--- Data excerpts ---
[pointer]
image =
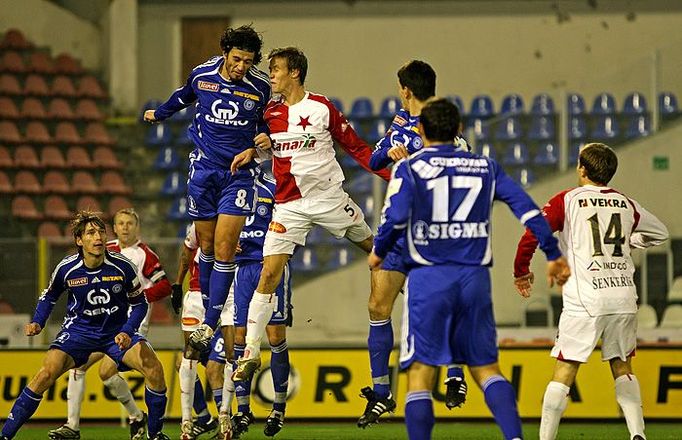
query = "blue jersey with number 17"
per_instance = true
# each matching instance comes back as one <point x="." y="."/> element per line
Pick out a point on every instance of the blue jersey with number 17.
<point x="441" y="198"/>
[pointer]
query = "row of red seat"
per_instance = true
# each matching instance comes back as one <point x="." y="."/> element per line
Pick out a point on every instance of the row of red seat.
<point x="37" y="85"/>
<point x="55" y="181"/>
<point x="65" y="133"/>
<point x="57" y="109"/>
---
• [Aim of the task]: Give all of the data above as a JSON list of strings, one string per line with blank lines left out, and leave the pictures out of your answer.

• [Output of the exercise]:
[
  "[pointer]",
  "image =",
  "query = \"blue jersey with number 17\"",
  "per_instance = true",
  "# each matching instance comes back as one <point x=\".\" y=\".\"/> element per line",
  "Pick out a point on every instance of the blue jersey with number 17.",
  "<point x=\"441\" y=\"198\"/>",
  "[pointer]",
  "query = \"row of red seat\"",
  "per_instance = true",
  "# each matching instance comes back as one <point x=\".\" y=\".\"/> element per line",
  "Pick out a point on every instance of the row of red seat.",
  "<point x=\"37\" y=\"85\"/>",
  "<point x=\"55\" y=\"181\"/>",
  "<point x=\"65\" y=\"133\"/>",
  "<point x=\"57\" y=\"109\"/>"
]